• [TASK STATEMENT] Rewrite every one of the lines below as a Markdown table with the columns Row and Line, numbering each nonblank line in order and omitting blank lines and pictures.

• [DATA LISTING]
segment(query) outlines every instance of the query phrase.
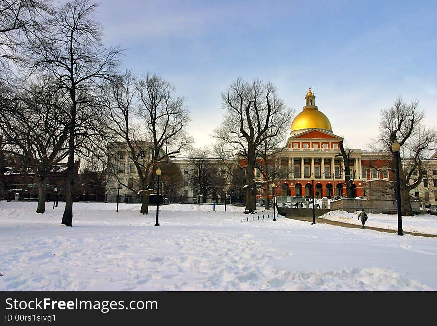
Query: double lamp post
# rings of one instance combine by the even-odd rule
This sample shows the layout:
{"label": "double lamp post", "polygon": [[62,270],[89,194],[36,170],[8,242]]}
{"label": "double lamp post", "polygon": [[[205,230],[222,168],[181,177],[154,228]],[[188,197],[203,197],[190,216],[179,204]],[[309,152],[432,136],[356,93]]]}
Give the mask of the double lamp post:
{"label": "double lamp post", "polygon": [[402,215],[401,208],[401,182],[399,178],[399,152],[401,150],[401,145],[396,140],[391,145],[391,150],[394,154],[395,164],[396,164],[396,201],[397,201],[398,212],[398,235],[404,235],[402,231]]}

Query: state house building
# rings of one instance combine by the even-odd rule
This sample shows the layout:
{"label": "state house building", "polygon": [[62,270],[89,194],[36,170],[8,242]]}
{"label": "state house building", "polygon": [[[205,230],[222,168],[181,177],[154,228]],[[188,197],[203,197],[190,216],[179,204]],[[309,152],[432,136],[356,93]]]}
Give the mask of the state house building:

• [SOLUTION FOR THIS TASK]
| Row | Line |
|---|---|
| 1 | segment(query) outlines every instance of the query phrase. |
| 2 | Query: double lamp post |
| 3 | # rings of one instance combine by the even-odd rule |
| 4 | This sample shows the layout: |
| 5 | {"label": "double lamp post", "polygon": [[62,270],[89,194],[36,170],[8,242]]} |
| 6 | {"label": "double lamp post", "polygon": [[[205,230],[222,168],[181,177],[154,228]],[[188,197],[203,197],[190,216],[179,204]],[[309,152],[432,136],[356,93]]]} |
| 7 | Give the mask of the double lamp post: |
| 8 | {"label": "double lamp post", "polygon": [[402,215],[401,208],[401,182],[399,178],[399,152],[401,150],[401,145],[396,140],[391,145],[391,150],[394,154],[395,164],[396,164],[396,201],[397,201],[398,212],[398,235],[404,235],[402,231]]} |
| 9 | Query: state house building |
| 10 | # rings of one instance combine by the even-odd rule |
| 11 | This sample shows the layout: |
| 12 | {"label": "state house building", "polygon": [[62,270],[89,194],[36,170],[8,242]]} |
| 13 | {"label": "state house building", "polygon": [[[205,230],[222,168],[181,177],[154,228]],[[188,197],[203,197],[190,216],[179,204]],[[309,152],[432,136],[356,93]]]} |
| 14 | Give the mask of the state house building: |